SUPPLIED TEXT:
- Opening Delimiter -

Another study confirmed that crocetin supplementation reduced oxidative modification of LDL, thereby lowering ox-LDL and thiobarbituric acid reactive substances (TBARS) while enhancing antioxidant enzyme activity in rabbits with diet-induced hyperlipidemia (58). Similarly, quail models confirmed crocetin's anti-atherogenic effects, showing decreased serum lipid levels, reduced oxidative stress, and suppressed plaque formation (59). Together, these findings indicate that saffron bioactives act at multiple stages of atherosclerosis by regulating lipid metabolism, protecting endothelial cells, and modulating vascular inflammation.

Beyond animal studies, clinical investigations have begun to explore saffron's cardiovascular benefits. A randomized controlled trial in coronary artery disease (CAD) patients demonstrated that 8 weeks of crocin supplementation (30 mg/day) significantly reduced serum ox-LDL and MCP-1 while upregulating SIRT1 and AMPK gene expression and downregulating LOX1 and NF-κB in peripheral blood mononuclear cells (60). These molecular changes indicate crocin's capacity to improve endothelial health and reduce inflammatory signaling in humans, supporting its translational potential for atherosclerosis management.

Saffron extracts and isolated constituents also display cardioprotective effects in myocardial injury models. In isoproterenol-induced myocardial infarction (MI) in rats, saffron administration decreased serum troponin I, preserved glutathione peroxidase activity, and reduced histopathological damage (61). Crocin supplementation in a similar model improved blood pressure, ventricular function, and antioxidant enzyme activity, while lowering MDA and myocardial necrosis, suggesting potent protective effects against oxidative stress–mediated cardiac damage (62). Crocetin has also been reported to ameliorate ischemia-reperfusion (I/R) injury in rats by reducing infarct size, attenuating inflammatory cytokines (TNF-α, IL-1β, and IL-6), and enhancing antioxidant defenses. Its cardioprotective effect was linked to inhibition of the Rho/ROCK/NF-κB pathway and upregulation of anti-apoptotic proteins such as Bcl-2 (63). Similarly, safranal showed protective effects in isoproterenol-induced MI by reducing oxidative stress markers, modulating intracellular Ca2+ homeostasis, and improving myocardial structure (64).

- Closing Delimiter -

Stored items from a collection:
- Opening Delimiter -

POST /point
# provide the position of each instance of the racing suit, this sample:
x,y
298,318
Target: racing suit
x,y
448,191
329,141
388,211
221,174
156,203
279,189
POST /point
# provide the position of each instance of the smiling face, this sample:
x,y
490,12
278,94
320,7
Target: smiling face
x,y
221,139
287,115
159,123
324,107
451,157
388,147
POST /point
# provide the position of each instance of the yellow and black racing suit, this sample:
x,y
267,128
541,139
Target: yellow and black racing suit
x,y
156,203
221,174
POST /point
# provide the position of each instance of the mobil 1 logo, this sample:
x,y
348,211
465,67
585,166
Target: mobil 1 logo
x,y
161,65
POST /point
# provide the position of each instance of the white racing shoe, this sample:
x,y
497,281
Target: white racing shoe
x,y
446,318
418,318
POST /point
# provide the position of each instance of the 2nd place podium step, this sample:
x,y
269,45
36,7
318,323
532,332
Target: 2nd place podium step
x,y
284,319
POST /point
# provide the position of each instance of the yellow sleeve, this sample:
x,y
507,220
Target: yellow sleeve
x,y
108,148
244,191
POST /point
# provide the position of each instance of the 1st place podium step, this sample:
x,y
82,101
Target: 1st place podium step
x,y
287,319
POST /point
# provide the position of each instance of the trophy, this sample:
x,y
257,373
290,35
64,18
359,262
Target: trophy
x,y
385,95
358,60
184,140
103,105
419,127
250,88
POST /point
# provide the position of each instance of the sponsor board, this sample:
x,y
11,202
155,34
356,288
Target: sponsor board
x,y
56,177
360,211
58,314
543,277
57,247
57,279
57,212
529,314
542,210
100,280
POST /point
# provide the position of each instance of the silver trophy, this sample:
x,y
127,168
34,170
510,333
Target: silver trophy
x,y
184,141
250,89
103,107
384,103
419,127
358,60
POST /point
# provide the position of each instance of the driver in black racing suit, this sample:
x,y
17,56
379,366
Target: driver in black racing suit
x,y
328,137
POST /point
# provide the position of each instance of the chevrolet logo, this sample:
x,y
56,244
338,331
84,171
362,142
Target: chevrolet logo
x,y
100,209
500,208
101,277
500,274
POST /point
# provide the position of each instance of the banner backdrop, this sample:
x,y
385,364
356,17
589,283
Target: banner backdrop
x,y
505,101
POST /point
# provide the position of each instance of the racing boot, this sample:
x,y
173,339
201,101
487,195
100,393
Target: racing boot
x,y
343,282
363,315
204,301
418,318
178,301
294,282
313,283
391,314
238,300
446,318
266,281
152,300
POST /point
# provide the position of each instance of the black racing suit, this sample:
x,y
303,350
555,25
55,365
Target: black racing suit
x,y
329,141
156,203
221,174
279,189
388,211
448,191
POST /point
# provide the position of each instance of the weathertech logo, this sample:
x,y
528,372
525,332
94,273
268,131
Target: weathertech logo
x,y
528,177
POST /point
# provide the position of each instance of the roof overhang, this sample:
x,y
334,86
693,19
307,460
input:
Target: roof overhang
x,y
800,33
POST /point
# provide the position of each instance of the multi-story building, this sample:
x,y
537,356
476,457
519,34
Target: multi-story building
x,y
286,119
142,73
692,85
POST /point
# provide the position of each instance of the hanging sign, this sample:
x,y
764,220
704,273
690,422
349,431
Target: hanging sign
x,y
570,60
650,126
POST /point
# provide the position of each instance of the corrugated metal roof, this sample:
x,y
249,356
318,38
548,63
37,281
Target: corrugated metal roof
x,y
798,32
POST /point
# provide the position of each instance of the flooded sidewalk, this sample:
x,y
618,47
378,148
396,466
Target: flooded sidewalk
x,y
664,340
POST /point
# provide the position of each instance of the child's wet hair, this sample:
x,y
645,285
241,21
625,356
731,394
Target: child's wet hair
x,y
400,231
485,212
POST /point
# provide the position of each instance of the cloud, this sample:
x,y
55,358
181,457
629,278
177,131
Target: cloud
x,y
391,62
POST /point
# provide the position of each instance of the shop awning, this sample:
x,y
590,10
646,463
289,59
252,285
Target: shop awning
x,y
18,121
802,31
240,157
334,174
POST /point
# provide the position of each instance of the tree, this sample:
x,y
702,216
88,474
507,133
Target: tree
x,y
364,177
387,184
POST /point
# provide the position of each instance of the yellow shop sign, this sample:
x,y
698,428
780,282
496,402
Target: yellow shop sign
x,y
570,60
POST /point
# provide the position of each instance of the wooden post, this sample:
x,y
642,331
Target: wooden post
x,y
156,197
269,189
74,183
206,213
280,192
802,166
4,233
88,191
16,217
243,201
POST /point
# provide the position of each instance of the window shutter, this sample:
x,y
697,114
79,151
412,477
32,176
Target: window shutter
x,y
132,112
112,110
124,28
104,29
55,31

- Closing Delimiter -

PARTS OF THE EXERCISE:
A) Please rewrite the saffron passage from "Beyond animal studies, clinical" up to and including "for atherosclerosis management.", renaming "peripheral blood mononuclear cells" to "PBMCs".
B) Name every kind of animal the saffron passage mentions as used in a study.

PER-TASK OUTPUTS:
A)
Beyond animal studies, clinical investigations have begun to explore saffron's cardiovascular benefits. A randomized controlled trial in coronary artery disease (CAD) patients demonstrated that 8 weeks of crocin supplementation (30 mg/day) significantly reduced serum ox-LDL and MCP-1 while upregulating SIRT1 and AMPK gene expression and downregulating LOX1 and NF-κB in PBMCs (60). These molecular changes indicate crocin's capacity to improve endothelial health and reduce inflammatory signaling in humans, supporting its translational potential for atherosclerosis management.

B) Rabbits, quail, rats